> _Vorliegender Text_:
Nur eines durften die Frauen bis dahin nicht: Offiziell mitbestimmen. Es wurde höchste Zeit, dass zu ändern. Heute sind die Mehrzahl der Frauen der Damenschießgruppe auch Mitglieder des Schützenvereins. Sie bekleiden zwei Vorstandsposten und natürlich schießen sie seitdem auch um die Königswürde mit. Den Anfang machte Heike Cizelsky, Mitbegründerin der Damenschießgruppe; 2003 hielt sie beim Königsschießen „voll drauf“ und wurde erste Schützenkönigin unseres Vereins. Annegret Munsberg legte 2006 nach und auch amtierend haben wir eine Schützenkönigin: Elke Hackmann, die sich 2011 auch gleich die Gemeindeschützenkönigskette sicherte.

> _Material_:
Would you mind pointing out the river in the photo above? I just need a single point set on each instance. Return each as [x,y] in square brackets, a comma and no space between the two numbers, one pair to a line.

> _Deine Aufgabe_:
Schreib den Text über die Frauen im Schützenverein nach seinem letzten Satz weiter.

> _Deine Antwort_:
Rückblickend auf 150 Jahre Vereinsgeschichte können wir sagen, das sich vieles geändert haben mag - manches davon auch nicht unbedingt zum Besseren – aber um unsere Kameradschaft ist uns Seester Schützen nicht bange. Die ist intakt wie eh und je.

Doch leider hat in den letzten Jahren der Zuspruch deutlich nachgelassen, was nicht nur eine hiesige Erscheinung ist. Das schwindende Interesse am dörflichen Leben ist vielmehr der modernen Zeit geschuldet, in der Tradition und Nachbarschaft nur eine untergeordnete Bedeutung beigemessen wird.